- [INSTRUCTIONS FOR THE TASK]: In your copy of the data below, reproduce every entry exactly and omit the pictures.

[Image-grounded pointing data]
%%
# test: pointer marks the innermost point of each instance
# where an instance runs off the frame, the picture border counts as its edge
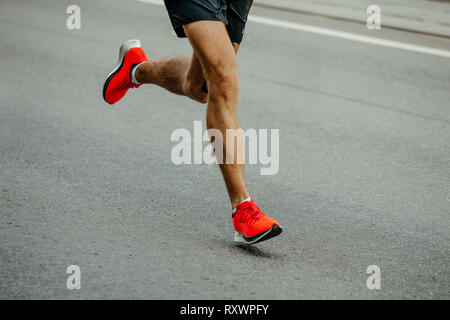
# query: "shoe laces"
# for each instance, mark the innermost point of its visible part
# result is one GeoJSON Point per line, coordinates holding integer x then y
{"type": "Point", "coordinates": [124, 85]}
{"type": "Point", "coordinates": [250, 214]}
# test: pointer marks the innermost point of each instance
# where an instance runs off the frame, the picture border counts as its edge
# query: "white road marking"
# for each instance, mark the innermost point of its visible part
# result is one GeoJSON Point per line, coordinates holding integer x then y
{"type": "Point", "coordinates": [337, 34]}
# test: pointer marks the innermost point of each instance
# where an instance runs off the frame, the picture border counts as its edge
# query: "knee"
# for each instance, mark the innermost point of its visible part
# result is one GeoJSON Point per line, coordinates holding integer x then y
{"type": "Point", "coordinates": [223, 81]}
{"type": "Point", "coordinates": [194, 91]}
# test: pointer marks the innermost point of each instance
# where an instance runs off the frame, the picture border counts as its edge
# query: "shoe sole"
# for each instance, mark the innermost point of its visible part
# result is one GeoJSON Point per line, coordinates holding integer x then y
{"type": "Point", "coordinates": [239, 238]}
{"type": "Point", "coordinates": [124, 48]}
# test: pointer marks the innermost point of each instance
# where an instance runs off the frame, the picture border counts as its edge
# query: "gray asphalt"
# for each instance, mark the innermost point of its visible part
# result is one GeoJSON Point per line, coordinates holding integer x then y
{"type": "Point", "coordinates": [364, 165]}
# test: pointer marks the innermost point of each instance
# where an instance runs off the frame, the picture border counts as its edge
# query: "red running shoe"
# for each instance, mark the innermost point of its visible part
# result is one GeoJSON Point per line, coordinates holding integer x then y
{"type": "Point", "coordinates": [119, 80]}
{"type": "Point", "coordinates": [252, 225]}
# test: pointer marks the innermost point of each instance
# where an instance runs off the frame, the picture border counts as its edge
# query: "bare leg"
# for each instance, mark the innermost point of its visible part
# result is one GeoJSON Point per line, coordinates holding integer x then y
{"type": "Point", "coordinates": [176, 73]}
{"type": "Point", "coordinates": [208, 39]}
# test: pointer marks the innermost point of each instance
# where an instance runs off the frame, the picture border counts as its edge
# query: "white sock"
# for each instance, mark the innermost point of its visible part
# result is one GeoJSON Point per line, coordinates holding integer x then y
{"type": "Point", "coordinates": [245, 200]}
{"type": "Point", "coordinates": [133, 71]}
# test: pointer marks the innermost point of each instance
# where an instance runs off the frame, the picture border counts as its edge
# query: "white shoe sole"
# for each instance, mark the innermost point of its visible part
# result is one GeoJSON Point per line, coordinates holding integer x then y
{"type": "Point", "coordinates": [124, 48]}
{"type": "Point", "coordinates": [239, 238]}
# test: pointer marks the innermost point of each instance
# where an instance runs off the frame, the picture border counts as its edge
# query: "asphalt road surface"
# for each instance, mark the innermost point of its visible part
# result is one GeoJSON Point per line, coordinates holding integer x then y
{"type": "Point", "coordinates": [364, 173]}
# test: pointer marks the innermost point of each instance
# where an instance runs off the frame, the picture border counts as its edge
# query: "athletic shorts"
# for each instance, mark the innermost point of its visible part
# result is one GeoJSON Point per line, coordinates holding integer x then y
{"type": "Point", "coordinates": [233, 13]}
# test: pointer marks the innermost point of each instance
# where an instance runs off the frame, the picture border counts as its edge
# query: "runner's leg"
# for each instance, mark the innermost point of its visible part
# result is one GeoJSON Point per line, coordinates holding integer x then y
{"type": "Point", "coordinates": [208, 38]}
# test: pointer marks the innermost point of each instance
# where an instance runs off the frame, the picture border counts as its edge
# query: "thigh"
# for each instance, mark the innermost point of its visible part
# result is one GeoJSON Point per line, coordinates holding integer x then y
{"type": "Point", "coordinates": [211, 45]}
{"type": "Point", "coordinates": [182, 12]}
{"type": "Point", "coordinates": [237, 14]}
%%
- [EXERCISE SOLUTION]:
# test: pointer marks the innermost point of each instance
# where an instance runs off the frame, the picture border counts as its edge
# query: "shoe laces"
# for each instance, mark the innermost point of its visible part
# result is one GeoJSON Point per line, coordinates holding integer x then y
{"type": "Point", "coordinates": [124, 85]}
{"type": "Point", "coordinates": [250, 214]}
# test: pointer marks the innermost point of each instance
# where an instance runs off the frame, the picture border counts as its edge
# query: "white road marking"
# for each instance, mark the innermost point of its visible part
# result is one GeoJSON Point per line, coordinates holding integer x then y
{"type": "Point", "coordinates": [337, 34]}
# test: pointer marks the innermost point of each instance
# where an instance runs off the frame, the picture border counts as its edge
# query: "knee"
# for each instance, mark the innermost point of its visible part
# result is one GeoJSON Point per line, coordinates holding integer x then y
{"type": "Point", "coordinates": [223, 81]}
{"type": "Point", "coordinates": [194, 91]}
# test: pointer marks the innermost point of each instance
# where an instance runs off the frame, the picture border counts as its edge
# query: "shoe sole"
# for each instance, mark the innermost point of its visible part
# result is one GeoJSON Point per line, coordinates holding integer x then y
{"type": "Point", "coordinates": [239, 238]}
{"type": "Point", "coordinates": [124, 48]}
# test: pointer marks the innermost point of each instance
# where an instance runs off the frame, the picture border counts as its edge
# query: "gray asphalt"
# for each instance, mark the innermost point of its visible part
# result is one GeoJSON Point per line, coordinates holding integer x then y
{"type": "Point", "coordinates": [364, 165]}
# test: pointer marks the innermost point of each instance
# where an instance runs off the frame, the picture border counts as its edge
# query: "red running shoe"
# for each instance, mark the innermost point of its visible part
# result is one GeoJSON Point per line, coordinates holding integer x then y
{"type": "Point", "coordinates": [119, 80]}
{"type": "Point", "coordinates": [252, 225]}
# test: pointer marks the innermost point of each instance
# where an instance runs off the frame, the picture border counts as its edge
# query: "bare leg"
# for each instance, mark the innermost point of its visible part
# result is one GeoJSON Point per line, coordinates holding integer x then y
{"type": "Point", "coordinates": [176, 73]}
{"type": "Point", "coordinates": [208, 39]}
# test: pointer marks the innermost point of each instance
# where an instance runs off the frame, the picture border counts as its edge
# query: "white sock"
# for each instance, mark the innermost point of its visible part
# result is one GeoJSON Point per line, coordinates holding integer x then y
{"type": "Point", "coordinates": [245, 200]}
{"type": "Point", "coordinates": [133, 71]}
# test: pointer marks the innermost point of each instance
# where an instance runs off the frame, the picture border counts as its edge
# query: "white shoe sole"
# for each instance, mark the innermost point of its visible part
# result is one GeoJSON Point per line, coordinates holding integer x then y
{"type": "Point", "coordinates": [124, 48]}
{"type": "Point", "coordinates": [239, 238]}
# test: pointer marks the innermost point of each instance
# where an instance runs off the frame, the picture border counts as its edge
# query: "asphalt road surface"
# for each instance, mark the innermost point of its visible part
# result is one GeoJSON Point per line, coordinates holding integer x then y
{"type": "Point", "coordinates": [364, 173]}
# test: pointer marks the innermost point of each instance
# where an instance runs off the frame, the picture border counts as its edge
# query: "athletic shorts"
# for each instance, mark the innermost point of its visible part
# result is one GeoJSON Point per line, coordinates holding integer x then y
{"type": "Point", "coordinates": [233, 13]}
# test: pointer marks the innermost point of each instance
# where an instance runs off the frame, the picture border counts as its edge
# query: "runner's leg"
# for each instance, mark the innermost point of its visible part
# result is one GeoJSON Point per line, coordinates holding integer x then y
{"type": "Point", "coordinates": [208, 38]}
# test: pointer marks the innermost point of each instance
# where an instance runs off the frame, the picture border counts as its edge
# query: "thigh"
# for each instance, mark the innermost point of its visible part
# result is one GeoJSON Point per line, coordinates holding integer x then y
{"type": "Point", "coordinates": [211, 45]}
{"type": "Point", "coordinates": [182, 12]}
{"type": "Point", "coordinates": [237, 14]}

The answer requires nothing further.